* **WRITTEN INSTRUCTION**
Copy the part of the substrate description that opens with "As shown in FIGS." and closes with "made of ceramics.", swapping "printed circuit board" for "wiring board".

* **TEXT SHOWN**
** BEGIN **
As shown in FIGS. 2 and 5, the substrate 23 is fixed to the housing 22 in a state where a part of the substrate 23 is covered by the housing 22. The substrate 23 is a printed circuit board in which wiring is formed on an insulating plate. As the printed circuit board, a glass epoxy board made of a composite material of glass fiber and epoxy resin is used. However, as the printed circuit board, a printed circuit board composed of other members may be used. Examples of those made of other members include ceramic substrates made of ceramics.

As shown in FIG. 5, the substrate 23 includes a first mounting portion 53 on which the flow rate detecting element 51 and the circuit unit 52 are mounted, a second mounting portion 55 on which the temperature detecting element 54 is mounted, and a connecting portion 56 for connecting the first mounting portion 53 and the second mounting portion 55. The flow rate detecting element 51 is an element that detects the flow rate of air, which is a physical quantity of air. The flow rate detecting element 51 outputs a signal corresponding to the flow rate of air. In the present embodiment, the flow rate detecting element 51 corresponds to a physical quantity detecting element that detects a physical quantity of air. The flow rate detection flow path 42 corresponds to the physical quantity detection flow path through which air for detecting the physical quantity flows. The temperature detecting element 54 is an element that detects the temperature of the air flowing through the temperature detection flow path 43. The temperature detecting element 54 outputs a signal corresponding to the temperature of the air. The circuit unit 52 processes the signals output from the flow rate detecting element 51 and the temperature detecting element 54.
** END **
* **DATA BLOCK**
** BEGIN **
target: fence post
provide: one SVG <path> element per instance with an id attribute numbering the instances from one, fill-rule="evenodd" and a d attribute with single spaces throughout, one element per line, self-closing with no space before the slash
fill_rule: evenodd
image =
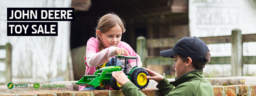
** END **
* **ANSWER BELOW**
As shown in FIGS. 2 and 5, the substrate 23 is fixed to the housing 22 in a state where a part of the substrate 23 is covered by the housing 22. The substrate 23 is a wiring board in which wiring is formed on an insulating plate. As the wiring board, a glass epoxy board made of a composite material of glass fiber and epoxy resin is used. However, as the wiring board, a wiring board composed of other members may be used. Examples of those made of other members include ceramic substrates made of ceramics.